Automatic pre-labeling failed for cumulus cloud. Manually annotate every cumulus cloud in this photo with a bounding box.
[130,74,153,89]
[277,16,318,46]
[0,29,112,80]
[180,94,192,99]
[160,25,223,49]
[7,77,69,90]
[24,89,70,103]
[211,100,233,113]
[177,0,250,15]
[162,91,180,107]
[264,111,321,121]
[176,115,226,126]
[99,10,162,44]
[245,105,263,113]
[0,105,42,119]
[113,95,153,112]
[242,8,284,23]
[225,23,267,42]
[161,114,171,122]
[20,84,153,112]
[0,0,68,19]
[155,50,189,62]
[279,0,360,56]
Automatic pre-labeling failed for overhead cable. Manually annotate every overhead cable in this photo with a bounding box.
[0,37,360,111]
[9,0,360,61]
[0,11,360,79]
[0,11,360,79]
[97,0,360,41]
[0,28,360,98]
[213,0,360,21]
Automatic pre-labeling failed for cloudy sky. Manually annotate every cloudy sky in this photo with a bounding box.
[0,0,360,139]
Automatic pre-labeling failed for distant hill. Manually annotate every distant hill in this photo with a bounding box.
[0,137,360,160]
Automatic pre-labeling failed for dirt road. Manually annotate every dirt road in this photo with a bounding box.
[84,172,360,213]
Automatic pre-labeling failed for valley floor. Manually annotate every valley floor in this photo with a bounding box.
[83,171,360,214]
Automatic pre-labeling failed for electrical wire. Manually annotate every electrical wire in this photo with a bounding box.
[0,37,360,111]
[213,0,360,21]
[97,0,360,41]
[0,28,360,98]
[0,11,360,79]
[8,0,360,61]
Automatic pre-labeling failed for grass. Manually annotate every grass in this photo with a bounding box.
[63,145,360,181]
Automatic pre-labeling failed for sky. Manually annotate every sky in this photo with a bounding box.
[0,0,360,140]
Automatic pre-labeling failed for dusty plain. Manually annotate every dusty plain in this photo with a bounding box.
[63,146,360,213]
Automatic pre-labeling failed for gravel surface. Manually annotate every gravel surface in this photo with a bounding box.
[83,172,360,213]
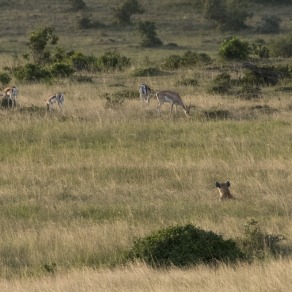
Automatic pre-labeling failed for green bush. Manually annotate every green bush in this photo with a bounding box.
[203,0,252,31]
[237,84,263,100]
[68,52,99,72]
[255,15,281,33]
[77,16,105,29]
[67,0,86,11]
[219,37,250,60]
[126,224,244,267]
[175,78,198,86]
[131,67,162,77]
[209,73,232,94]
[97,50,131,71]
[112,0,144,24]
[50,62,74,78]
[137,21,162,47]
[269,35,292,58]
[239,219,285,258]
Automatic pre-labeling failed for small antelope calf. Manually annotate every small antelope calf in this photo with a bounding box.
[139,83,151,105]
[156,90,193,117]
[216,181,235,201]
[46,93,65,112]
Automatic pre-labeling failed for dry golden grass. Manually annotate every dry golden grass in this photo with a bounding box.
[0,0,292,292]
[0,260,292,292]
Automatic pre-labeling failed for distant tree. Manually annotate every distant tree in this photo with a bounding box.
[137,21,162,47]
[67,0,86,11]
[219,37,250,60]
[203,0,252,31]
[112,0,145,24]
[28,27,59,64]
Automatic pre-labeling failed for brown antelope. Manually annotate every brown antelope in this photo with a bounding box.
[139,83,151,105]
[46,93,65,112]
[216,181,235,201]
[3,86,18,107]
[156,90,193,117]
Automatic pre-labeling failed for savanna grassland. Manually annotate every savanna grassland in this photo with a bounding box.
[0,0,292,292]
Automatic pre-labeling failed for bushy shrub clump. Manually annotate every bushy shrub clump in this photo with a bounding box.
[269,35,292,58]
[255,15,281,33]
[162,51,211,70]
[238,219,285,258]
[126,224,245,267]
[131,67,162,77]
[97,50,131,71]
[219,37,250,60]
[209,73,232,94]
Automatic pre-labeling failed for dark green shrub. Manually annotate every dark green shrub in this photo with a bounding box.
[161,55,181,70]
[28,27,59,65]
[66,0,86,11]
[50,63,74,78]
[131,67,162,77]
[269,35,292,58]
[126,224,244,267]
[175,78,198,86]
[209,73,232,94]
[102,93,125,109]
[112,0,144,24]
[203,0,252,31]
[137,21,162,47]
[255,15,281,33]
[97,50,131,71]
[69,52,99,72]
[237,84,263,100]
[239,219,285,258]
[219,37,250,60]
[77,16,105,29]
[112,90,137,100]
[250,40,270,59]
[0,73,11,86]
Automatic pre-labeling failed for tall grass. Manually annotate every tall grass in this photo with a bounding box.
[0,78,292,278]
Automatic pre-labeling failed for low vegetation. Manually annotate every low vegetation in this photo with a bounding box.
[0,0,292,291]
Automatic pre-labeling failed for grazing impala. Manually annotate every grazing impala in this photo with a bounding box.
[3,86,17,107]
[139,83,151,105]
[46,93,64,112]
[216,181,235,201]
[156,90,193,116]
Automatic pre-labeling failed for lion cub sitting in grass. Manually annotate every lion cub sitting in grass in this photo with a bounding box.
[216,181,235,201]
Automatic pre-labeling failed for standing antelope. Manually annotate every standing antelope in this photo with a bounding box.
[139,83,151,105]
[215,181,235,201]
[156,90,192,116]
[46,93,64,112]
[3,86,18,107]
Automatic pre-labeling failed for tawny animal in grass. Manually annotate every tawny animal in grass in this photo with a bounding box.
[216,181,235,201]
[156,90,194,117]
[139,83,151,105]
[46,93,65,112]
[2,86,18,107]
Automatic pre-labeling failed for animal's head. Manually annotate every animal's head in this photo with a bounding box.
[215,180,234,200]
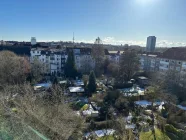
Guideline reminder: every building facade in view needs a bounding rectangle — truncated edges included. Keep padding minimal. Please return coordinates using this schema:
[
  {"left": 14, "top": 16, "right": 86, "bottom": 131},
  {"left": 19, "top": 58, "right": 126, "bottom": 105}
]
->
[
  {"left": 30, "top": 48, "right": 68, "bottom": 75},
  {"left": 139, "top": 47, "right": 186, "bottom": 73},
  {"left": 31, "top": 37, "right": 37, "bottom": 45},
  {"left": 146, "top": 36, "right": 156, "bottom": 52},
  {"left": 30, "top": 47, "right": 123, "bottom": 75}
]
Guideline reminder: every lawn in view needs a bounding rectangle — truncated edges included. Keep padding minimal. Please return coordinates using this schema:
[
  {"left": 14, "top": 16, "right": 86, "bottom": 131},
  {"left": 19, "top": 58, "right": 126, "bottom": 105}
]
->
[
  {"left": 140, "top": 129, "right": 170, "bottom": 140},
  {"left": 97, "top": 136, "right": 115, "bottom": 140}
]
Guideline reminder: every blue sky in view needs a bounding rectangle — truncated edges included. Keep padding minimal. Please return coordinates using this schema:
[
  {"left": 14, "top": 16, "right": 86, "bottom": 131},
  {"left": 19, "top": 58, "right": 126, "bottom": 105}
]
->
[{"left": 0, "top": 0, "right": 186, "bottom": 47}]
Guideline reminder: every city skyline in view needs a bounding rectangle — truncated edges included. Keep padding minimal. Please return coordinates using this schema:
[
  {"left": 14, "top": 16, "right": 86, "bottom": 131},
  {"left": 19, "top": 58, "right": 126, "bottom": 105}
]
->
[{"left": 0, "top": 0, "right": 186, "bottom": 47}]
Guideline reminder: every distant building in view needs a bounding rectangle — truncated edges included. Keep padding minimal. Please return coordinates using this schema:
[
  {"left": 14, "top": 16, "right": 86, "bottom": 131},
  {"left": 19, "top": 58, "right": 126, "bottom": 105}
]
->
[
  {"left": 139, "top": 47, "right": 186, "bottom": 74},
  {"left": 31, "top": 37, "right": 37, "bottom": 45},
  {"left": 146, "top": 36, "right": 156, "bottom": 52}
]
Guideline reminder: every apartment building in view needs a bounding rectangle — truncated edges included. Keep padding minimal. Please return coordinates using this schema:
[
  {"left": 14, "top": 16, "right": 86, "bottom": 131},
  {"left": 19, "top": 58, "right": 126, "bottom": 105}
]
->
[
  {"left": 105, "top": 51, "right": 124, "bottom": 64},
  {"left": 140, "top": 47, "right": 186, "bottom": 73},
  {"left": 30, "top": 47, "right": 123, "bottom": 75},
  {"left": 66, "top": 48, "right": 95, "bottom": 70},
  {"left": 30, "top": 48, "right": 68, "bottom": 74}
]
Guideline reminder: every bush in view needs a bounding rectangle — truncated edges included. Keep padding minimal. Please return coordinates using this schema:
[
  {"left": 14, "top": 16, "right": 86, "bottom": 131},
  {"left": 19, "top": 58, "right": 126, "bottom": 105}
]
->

_ _ _ _ _

*Work to do:*
Reproduce the data above verbatim, beginning with its very first line and ending with the line containing "[279,0,360,56]", with both of those lines included.

*Correct result:*
Automatic pre-labeling failed for cumulus cloud. Manually annotate every cumulus cloud in this photo with a bounding box.
[130,74,153,89]
[277,16,318,46]
[0,29,112,80]
[180,94,192,99]
[160,25,223,49]
[7,77,69,90]
[24,89,70,103]
[211,100,233,113]
[177,0,250,15]
[162,91,180,107]
[264,111,321,121]
[176,115,226,126]
[99,10,162,44]
[245,105,263,113]
[0,105,42,119]
[113,95,153,112]
[242,8,284,23]
[225,23,267,42]
[161,114,171,122]
[20,84,153,112]
[0,0,68,19]
[155,50,189,62]
[279,0,360,56]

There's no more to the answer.